# Provided information start

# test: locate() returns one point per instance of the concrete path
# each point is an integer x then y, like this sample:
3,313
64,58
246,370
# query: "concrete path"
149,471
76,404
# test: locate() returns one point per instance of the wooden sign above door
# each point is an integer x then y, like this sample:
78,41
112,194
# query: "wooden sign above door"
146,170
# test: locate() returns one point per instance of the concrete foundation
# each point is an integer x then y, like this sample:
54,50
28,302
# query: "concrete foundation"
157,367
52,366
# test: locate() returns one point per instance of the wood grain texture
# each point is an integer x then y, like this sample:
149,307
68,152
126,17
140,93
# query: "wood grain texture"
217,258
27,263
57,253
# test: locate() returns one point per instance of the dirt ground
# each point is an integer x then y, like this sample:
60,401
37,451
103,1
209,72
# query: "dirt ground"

# Provided information end

▶ [What you will do]:
Copy each line of the data above without altering a single character.

▶ [Exercise solution]:
# test: locate() returns one point per instance of the concrete path
# each point is an integer x then y, like this sample:
3,313
64,58
246,370
# query: "concrete path"
149,471
76,404
# test: locate() returns one point per instance of the wooden sign above door
# each point is an integer x then y, like this sample:
78,41
112,194
# query: "wooden sign above door"
146,170
# test: locate() returns one point per instance of the concrete foundation
# each point is an integer x then y, like this sample:
54,50
28,302
# query: "concrete foundation"
157,367
52,366
# test: locate() returns one point per instance of the wood grain texture
# each point is an integer x then y, like this sample:
149,307
68,152
126,17
140,93
# query: "wood grain texture"
217,258
27,263
57,253
# test: locate() returns one point per instance of the dirt ground
# each point is an integer x then y, like this sample:
60,401
37,451
103,1
209,72
# query: "dirt ground"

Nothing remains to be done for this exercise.